Begin
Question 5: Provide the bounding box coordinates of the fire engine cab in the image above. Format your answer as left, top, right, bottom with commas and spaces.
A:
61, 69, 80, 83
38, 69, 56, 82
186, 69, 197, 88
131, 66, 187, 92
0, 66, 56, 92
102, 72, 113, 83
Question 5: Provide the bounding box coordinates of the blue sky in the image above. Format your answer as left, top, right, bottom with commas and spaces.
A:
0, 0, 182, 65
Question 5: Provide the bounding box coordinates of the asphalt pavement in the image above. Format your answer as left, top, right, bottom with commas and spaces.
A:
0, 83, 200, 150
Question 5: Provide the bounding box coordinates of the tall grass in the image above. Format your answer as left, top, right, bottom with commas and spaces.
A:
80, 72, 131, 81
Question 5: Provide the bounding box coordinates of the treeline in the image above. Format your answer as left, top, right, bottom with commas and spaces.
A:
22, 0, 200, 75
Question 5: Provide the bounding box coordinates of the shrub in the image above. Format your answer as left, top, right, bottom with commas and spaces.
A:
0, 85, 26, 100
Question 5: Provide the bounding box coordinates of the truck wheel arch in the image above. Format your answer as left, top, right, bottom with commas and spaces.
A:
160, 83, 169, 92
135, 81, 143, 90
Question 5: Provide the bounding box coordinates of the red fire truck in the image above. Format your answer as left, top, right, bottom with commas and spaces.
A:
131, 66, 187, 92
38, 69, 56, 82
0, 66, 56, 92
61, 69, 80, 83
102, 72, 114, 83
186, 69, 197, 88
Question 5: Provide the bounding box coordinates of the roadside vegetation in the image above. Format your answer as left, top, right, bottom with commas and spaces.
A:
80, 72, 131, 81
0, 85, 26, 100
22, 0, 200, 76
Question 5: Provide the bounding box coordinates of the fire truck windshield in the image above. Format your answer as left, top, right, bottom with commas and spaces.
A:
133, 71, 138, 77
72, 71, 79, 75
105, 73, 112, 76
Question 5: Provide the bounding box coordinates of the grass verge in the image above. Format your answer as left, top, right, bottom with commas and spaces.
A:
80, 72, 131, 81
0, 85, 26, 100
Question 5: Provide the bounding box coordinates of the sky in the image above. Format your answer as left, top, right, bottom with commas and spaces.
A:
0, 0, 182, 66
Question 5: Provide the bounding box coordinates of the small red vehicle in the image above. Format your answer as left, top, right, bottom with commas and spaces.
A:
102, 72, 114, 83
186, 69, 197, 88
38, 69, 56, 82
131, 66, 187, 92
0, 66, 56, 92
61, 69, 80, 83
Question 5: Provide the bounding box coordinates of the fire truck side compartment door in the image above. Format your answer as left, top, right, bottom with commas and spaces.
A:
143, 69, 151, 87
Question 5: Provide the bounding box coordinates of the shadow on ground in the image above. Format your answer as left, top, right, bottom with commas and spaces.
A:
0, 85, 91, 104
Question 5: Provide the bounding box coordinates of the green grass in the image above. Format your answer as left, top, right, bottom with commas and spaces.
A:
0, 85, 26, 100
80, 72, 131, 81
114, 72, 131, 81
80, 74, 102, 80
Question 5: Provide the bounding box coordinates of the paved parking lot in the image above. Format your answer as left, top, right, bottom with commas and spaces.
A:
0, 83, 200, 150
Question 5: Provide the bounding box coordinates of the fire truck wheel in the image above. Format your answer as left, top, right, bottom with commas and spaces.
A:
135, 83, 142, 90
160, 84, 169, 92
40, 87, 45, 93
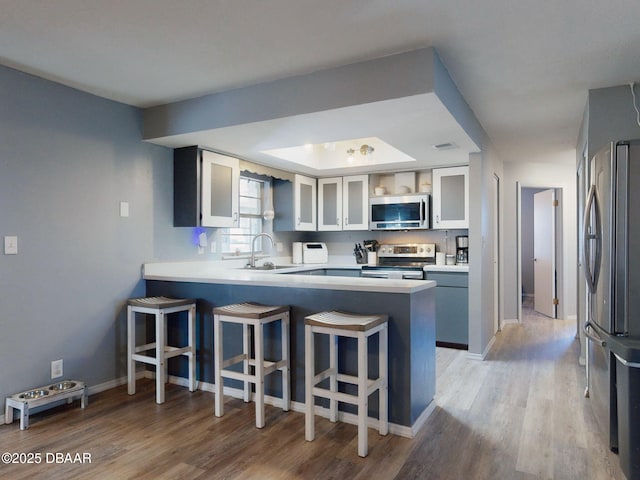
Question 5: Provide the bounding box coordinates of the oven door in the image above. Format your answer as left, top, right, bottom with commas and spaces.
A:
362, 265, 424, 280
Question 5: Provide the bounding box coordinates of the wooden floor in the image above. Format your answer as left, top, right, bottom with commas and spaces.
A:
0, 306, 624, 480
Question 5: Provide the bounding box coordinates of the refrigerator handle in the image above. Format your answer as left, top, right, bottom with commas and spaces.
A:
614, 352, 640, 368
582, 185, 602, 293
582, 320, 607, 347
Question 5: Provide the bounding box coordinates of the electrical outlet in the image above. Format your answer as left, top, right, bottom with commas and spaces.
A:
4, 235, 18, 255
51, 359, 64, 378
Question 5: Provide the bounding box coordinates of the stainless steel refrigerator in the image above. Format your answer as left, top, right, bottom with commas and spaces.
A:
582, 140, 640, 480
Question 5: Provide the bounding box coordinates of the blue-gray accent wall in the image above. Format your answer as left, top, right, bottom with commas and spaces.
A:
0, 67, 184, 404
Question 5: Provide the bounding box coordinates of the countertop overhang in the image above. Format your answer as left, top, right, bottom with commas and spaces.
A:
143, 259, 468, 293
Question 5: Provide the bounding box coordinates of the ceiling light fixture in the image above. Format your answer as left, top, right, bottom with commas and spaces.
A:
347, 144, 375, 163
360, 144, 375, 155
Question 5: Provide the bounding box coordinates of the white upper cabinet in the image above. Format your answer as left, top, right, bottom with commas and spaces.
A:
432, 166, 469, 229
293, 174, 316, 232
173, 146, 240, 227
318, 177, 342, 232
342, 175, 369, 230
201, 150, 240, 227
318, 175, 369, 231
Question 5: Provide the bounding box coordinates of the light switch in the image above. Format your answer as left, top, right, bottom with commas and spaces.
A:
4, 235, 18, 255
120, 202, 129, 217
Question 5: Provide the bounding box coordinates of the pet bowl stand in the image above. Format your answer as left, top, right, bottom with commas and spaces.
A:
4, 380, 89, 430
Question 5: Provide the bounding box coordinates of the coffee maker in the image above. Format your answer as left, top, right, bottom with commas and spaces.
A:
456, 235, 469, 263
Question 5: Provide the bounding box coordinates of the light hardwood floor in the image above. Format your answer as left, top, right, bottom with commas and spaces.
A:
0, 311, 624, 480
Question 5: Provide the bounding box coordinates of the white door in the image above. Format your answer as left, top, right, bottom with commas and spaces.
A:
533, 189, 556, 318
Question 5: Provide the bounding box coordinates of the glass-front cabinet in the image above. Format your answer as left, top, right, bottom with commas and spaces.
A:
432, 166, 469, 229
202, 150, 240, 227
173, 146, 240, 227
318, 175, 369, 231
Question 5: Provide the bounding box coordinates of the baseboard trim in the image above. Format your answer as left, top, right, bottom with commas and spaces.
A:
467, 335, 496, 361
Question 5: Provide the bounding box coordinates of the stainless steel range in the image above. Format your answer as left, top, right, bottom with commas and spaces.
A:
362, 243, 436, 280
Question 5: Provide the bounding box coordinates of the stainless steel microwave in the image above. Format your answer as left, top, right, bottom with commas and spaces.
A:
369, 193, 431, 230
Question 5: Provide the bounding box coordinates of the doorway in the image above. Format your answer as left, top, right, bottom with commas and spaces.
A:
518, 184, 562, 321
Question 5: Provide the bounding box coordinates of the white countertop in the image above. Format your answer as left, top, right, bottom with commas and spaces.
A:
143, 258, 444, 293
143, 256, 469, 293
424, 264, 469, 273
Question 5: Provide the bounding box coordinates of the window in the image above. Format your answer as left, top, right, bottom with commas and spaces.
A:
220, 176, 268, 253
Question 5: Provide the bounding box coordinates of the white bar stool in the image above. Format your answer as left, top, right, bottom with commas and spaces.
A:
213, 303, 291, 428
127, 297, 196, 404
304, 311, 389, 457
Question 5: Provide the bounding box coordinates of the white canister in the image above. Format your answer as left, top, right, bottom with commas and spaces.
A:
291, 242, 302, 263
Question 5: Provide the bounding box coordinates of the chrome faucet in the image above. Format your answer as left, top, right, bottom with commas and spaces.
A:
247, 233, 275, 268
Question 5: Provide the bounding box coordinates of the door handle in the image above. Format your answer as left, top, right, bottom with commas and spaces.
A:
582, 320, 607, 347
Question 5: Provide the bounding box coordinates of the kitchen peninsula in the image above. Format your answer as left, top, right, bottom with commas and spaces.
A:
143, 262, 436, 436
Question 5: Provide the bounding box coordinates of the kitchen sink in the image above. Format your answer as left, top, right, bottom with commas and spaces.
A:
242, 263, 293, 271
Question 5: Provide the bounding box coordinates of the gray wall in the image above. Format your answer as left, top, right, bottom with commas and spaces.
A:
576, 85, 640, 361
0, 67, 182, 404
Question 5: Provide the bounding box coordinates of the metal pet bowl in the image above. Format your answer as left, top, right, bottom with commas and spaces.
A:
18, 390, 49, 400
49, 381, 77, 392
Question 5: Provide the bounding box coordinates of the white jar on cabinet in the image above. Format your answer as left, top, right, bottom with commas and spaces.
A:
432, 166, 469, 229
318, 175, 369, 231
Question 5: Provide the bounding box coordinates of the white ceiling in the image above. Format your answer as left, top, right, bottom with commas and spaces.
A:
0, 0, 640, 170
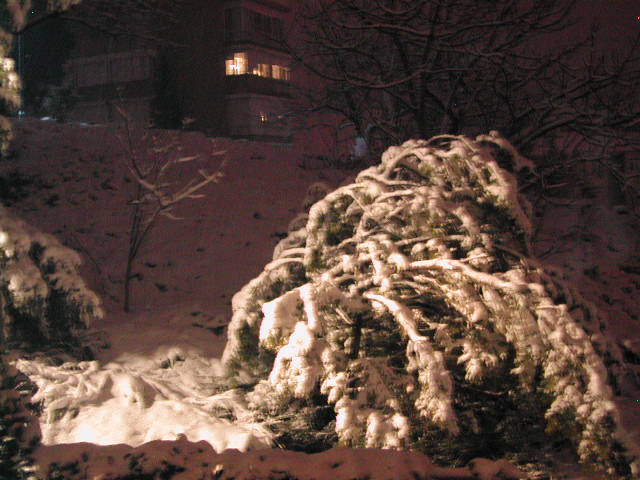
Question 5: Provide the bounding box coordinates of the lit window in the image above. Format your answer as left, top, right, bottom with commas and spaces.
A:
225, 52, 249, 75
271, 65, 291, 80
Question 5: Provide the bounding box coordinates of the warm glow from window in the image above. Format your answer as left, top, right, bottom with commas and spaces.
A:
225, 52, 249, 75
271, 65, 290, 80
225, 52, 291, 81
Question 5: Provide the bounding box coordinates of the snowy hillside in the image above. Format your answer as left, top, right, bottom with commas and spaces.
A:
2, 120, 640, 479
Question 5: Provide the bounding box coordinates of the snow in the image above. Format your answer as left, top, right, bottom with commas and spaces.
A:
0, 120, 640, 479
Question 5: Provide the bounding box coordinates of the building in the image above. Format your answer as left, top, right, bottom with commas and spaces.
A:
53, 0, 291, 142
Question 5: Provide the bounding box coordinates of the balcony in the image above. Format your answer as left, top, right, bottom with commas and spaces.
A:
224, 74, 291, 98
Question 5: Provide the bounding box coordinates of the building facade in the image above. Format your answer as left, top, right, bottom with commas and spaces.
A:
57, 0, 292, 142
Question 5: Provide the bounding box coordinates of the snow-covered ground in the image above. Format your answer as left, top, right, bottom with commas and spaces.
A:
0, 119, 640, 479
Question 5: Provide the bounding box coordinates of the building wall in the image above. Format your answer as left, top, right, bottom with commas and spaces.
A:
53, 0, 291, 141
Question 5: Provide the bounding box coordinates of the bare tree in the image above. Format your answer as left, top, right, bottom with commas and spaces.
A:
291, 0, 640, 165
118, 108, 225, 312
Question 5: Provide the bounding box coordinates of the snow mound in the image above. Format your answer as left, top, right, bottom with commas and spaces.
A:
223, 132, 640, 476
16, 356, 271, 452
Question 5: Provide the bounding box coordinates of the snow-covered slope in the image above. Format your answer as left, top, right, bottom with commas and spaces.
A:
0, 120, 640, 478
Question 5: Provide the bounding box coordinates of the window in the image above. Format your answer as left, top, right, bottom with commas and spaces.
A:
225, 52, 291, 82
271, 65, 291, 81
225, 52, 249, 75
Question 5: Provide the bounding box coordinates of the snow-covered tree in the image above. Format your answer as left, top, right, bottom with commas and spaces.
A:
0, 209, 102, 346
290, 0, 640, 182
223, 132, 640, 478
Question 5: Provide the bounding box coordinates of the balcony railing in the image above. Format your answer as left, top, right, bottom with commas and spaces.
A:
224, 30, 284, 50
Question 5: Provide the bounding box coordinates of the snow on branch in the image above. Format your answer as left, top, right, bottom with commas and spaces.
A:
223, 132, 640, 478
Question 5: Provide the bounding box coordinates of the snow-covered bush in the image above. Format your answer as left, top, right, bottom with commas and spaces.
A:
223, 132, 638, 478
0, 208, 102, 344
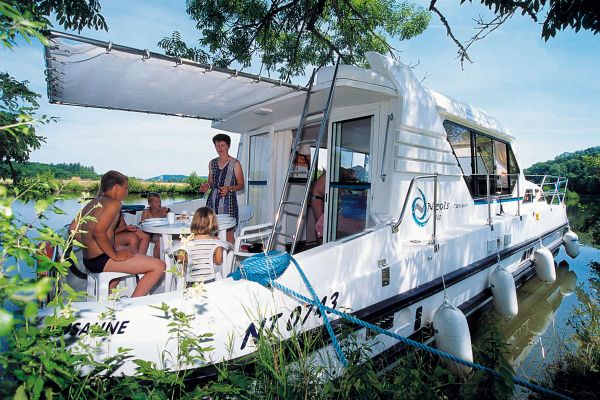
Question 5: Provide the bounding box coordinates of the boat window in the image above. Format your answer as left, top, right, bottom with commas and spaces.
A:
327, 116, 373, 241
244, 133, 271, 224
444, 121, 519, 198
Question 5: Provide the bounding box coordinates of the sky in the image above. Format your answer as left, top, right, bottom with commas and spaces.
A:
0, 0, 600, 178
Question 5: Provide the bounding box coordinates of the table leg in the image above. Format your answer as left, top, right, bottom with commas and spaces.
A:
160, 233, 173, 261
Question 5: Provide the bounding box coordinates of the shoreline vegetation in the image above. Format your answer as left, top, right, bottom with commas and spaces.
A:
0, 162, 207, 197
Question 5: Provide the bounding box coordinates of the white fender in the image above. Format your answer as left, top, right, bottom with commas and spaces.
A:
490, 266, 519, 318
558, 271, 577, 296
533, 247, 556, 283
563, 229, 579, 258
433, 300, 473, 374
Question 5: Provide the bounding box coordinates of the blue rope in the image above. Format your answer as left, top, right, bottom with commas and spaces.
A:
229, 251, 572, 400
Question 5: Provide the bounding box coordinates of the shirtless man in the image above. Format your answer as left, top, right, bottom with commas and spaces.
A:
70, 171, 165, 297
End
## The problem
Skip the pictures and retype exactly the lines from the one that contains "the snow-covered tree" to the last line of the records.

## Correct result
Question 5: Provide the bounding box coordinates of the snow-covered tree in the image above. Format your answer as left, top, right, bottom with commas and spaces.
A:
0, 209, 102, 346
290, 0, 640, 182
223, 132, 640, 478
Question 5: Provide the bounding box coordinates of the balcony railing in the image above. Format your answer as left, top, right, bottom with commas and spaces.
A:
224, 30, 284, 50
Question 5: Provide the bounding box coordinates of the snow on branch in the image above. Format your answer as left, top, right, bottom with commas and spaces.
A:
223, 132, 640, 478
Question 5: Provide the bounding box coordinates of the snow-covered bush in the image above. Format your answer as left, top, right, bottom with commas and spaces.
A:
223, 132, 638, 478
0, 208, 102, 344
Question 5: Provide the bounding box coordinates of the boat window in the image above. Format your answer as left, top, right, bottom with commas and spaces.
A:
327, 116, 373, 241
244, 133, 271, 224
444, 121, 519, 198
Question 5: Provide the bounding box coordinates of the sky in the image above. Format your answer as left, top, right, bottom with commas and spaces.
A:
0, 0, 600, 178
Question 5: Provide the bounding box coordinates of the table leg in the image above. Format your answer as left, top, right, bottom with commas and spaces.
A:
160, 233, 173, 261
Question 5: Provide the bounding box coordinates of the shoreline vegetation in the image above. Format your answer as left, top, right, bottom with commas and spaces.
A:
0, 162, 207, 197
Question 5: Provide the bounding box coordinates of the white fender in the image above. Format your answer as left, top, right, bottom with commas and spaces.
A:
490, 266, 519, 318
558, 271, 577, 296
533, 247, 556, 283
563, 229, 579, 258
433, 300, 473, 374
Question 5: Provide the bounding box coordinates of the blue rope in the image above. Format your answer as left, top, right, bottom with commas and spaces.
A:
229, 251, 572, 400
Question 5: Provide the bounding box coordinates of the shirtless man in the image above. Format your answer as left, top, right, bottom with commas and spaces.
A:
70, 171, 165, 297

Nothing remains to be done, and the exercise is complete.